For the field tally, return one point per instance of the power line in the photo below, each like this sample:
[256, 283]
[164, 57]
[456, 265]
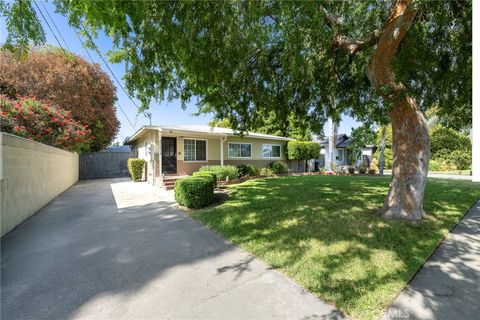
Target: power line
[48, 24]
[60, 34]
[91, 59]
[106, 64]
[55, 25]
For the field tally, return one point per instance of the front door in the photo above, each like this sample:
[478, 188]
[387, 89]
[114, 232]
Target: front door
[169, 155]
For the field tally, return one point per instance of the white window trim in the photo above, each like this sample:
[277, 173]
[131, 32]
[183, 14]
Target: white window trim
[272, 144]
[343, 154]
[228, 150]
[206, 151]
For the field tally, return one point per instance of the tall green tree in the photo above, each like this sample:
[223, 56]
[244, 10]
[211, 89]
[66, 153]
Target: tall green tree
[241, 57]
[361, 136]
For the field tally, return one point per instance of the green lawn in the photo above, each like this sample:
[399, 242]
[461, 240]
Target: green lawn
[324, 232]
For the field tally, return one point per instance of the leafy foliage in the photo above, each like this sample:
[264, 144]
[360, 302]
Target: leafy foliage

AIM:
Rewrite all of the material above as a numbered list, one entry per line, with blank lines left out and the picture omitted.

RESULT OF THIS EXERCISE:
1. For the field tally, return one point per instance of the power line in the photo below, each like this sample:
2. [256, 283]
3. [164, 57]
4. [456, 265]
5. Target: power line
6. [48, 24]
7. [60, 34]
8. [91, 59]
9. [106, 64]
10. [55, 25]
11. For the field tally, return one point per instance of the front door in the photo above, each like this sample:
12. [478, 188]
13. [387, 89]
14. [114, 232]
15. Target: front door
16. [169, 155]
17. For the field tally, return one point per instance of the white window trim in the photo above, each like this sample:
18. [277, 173]
19. [131, 32]
20. [183, 14]
21. Target: white window trim
22. [272, 144]
23. [343, 154]
24. [228, 150]
25. [206, 151]
26. For the field tally, return one point per instance of the tall green tree in the photo above, each like this sample:
27. [223, 56]
28. [244, 10]
29. [211, 89]
30. [66, 153]
31. Target: tall green tree
32. [241, 57]
33. [361, 136]
34. For the field tally, return one point per instance of the green lawn in the photo above, each like this sample:
35. [399, 242]
36. [461, 240]
37. Target: green lawn
38. [324, 232]
39. For the field tally, return one point per instance of the leafy foliage in the photo above, each like this sample:
40. [264, 144]
41. [360, 302]
42. Target: leafy foliage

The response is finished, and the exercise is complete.